TAREAS A REALIZAR »
1 > Por favor, responde estas preguntas sobre el texto acerca de Agustín:
(a) ¿En qué hospital trabajaba Agustín como médico traumatólogo?
(b) ¿En qué lugar de la Argentina se radicó al llegar?
(c) ¿Cómo se llamaba la marroquinería de calle San Martín?
2 > Reescribe el pasaje del texto acerca de Agustín que va desde "A Agustín lo" hasta "no fue así.", ambos incluidos, y cambia "Escuela del Centenario" por "Catedral".

TEXTO PROPORCIONADO »
————————

Por Beatriz Grand de Jiménez (*)
A Agustín lo recuerdo con mucho afecto, era un hombre muy agradable que vivía humildemente. Trabajaba como médico traumatólogo en el Hospital San Martín y tenía su consultorio en calle Rivadavia, donde alquilaron una casa él y su esposa, frente a la Escuela del Centenario. Todos decían que era muy audaz. Lo demuestra el hecho de haber sido detenido por la dictadura de Alfredo Stroessner, de la que logró huir, en complicidad a muchas personas, cavando un túnel y logrando finalmente su libertad. Recuerdo que una noche estuvieron en mi casa algunos de los que participaron de ese operativo, que contaron cómo fue que lograron sacar a Agustín de allí. Él recordaba esas torturas terribles que había sufrido y siempre contaba que si lo detenían nuevamente no lo iban a agarrar con vida, daba a entender que se iba a suicidar pero después no fue así.
Se vino a la Argentina y se radicó en Misiones, ahí sufrió varios intentos de secuestro. Una vez contó que estaba en el jardín de su casa con sus hijos y se metieron unos hombres, pero logró zafar la situación y hacerlos huir. Se sospechaba que estaban complotados con la Policía de la zona. En otra oportunidad contó que iba navegando en canoa y hubo otro intento de llevarlo. A raíz de eso se vinieron a vivir a Paraná. Como mi esposo también era paraguayo, recaló en el negocio que mi marido tenía sobre calle San Martín, la marroquinería Los Norteños. Ahí se juntaban a tomar tereré y hablar guaraní.

————————

EXTRACTOS DE LÍNEAS »

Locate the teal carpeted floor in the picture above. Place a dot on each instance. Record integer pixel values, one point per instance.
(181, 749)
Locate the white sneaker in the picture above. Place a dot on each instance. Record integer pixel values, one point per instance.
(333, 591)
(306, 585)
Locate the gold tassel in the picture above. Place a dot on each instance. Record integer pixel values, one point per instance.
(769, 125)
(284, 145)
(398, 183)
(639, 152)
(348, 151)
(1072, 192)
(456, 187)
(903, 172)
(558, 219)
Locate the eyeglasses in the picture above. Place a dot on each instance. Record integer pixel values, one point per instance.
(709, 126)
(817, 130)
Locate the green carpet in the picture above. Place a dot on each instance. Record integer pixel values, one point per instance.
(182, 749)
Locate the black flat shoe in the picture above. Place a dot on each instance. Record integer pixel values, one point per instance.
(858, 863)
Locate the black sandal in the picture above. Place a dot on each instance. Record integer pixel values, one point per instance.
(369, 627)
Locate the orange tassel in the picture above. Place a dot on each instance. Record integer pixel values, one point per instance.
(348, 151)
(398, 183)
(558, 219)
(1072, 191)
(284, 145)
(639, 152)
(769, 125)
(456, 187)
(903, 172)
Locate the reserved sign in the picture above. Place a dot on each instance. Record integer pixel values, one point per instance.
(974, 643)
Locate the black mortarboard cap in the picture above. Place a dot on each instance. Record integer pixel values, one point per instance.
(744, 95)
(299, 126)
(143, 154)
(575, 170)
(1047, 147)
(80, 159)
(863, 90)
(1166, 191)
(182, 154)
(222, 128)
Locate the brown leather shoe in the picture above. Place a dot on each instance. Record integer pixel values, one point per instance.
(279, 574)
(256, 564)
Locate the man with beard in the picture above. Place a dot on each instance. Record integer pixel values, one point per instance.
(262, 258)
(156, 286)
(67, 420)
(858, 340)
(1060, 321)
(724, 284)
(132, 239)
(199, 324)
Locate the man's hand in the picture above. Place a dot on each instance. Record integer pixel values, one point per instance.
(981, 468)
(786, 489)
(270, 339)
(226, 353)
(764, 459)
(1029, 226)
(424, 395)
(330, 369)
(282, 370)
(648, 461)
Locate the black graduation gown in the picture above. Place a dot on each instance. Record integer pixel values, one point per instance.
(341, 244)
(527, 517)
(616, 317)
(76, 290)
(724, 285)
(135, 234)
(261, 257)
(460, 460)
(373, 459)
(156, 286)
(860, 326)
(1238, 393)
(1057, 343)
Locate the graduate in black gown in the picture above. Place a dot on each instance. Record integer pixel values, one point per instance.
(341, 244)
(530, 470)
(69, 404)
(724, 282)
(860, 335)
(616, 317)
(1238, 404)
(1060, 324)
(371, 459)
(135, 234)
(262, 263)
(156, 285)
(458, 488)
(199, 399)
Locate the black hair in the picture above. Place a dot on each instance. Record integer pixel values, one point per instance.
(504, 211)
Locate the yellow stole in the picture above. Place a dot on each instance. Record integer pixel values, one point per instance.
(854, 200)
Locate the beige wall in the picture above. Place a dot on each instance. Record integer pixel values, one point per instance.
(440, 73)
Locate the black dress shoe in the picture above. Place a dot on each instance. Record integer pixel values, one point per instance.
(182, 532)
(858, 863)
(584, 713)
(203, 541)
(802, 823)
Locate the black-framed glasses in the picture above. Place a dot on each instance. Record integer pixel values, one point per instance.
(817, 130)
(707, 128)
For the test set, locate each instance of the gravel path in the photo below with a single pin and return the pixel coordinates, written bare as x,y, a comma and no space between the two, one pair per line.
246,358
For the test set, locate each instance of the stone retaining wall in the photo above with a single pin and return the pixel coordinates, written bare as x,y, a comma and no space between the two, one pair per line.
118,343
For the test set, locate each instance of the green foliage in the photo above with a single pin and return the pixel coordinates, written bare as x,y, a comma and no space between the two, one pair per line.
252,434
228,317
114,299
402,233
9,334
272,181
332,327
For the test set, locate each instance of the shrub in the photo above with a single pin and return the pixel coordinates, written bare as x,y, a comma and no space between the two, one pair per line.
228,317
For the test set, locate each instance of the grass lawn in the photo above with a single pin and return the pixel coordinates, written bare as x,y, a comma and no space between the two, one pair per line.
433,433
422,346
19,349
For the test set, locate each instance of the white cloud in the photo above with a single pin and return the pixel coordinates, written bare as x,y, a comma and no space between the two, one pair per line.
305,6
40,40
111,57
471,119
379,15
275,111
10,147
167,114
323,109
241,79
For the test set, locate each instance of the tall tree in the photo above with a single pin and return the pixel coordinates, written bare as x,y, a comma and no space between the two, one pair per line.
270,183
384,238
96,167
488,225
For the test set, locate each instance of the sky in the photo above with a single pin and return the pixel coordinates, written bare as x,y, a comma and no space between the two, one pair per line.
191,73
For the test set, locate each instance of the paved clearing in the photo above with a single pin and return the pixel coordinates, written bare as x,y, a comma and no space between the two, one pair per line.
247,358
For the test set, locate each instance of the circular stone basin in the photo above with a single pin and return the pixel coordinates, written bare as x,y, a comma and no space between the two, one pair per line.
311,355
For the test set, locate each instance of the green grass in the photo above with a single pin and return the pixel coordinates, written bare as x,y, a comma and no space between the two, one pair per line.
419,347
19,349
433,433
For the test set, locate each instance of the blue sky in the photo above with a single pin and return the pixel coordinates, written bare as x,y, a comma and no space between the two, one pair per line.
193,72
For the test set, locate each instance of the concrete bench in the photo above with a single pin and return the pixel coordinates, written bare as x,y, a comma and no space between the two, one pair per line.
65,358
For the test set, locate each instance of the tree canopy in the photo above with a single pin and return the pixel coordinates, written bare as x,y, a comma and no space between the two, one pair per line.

————————

RESPUESTAS »
1 >
(a) En el Hospital San Martín.
(b) En Misiones.
(c) Los Norteños.

2 >
A Agustín lo recuerdo con mucho afecto, era un hombre muy agradable que vivía humildemente. Trabajaba como médico traumatólogo en el Hospital San Martín y tenía su consultorio en calle Rivadavia, donde alquilaron una casa él y su esposa, frente a la Catedral. Todos decían que era muy audaz. Lo demuestra el hecho de haber sido detenido por la dictadura de Alfredo Stroessner, de la que logró huir, en complicidad a muchas personas, cavando un túnel y logrando finalmente su libertad. Recuerdo que una noche estuvieron en mi casa algunos de los que participaron de ese operativo, que contaron cómo fue que lograron sacar a Agustín de allí. Él recordaba esas torturas terribles que había sufrido y siempre contaba que si lo detenían nuevamente no lo iban a agarrar con vida, daba a entender que se iba a suicidar pero después no fue así.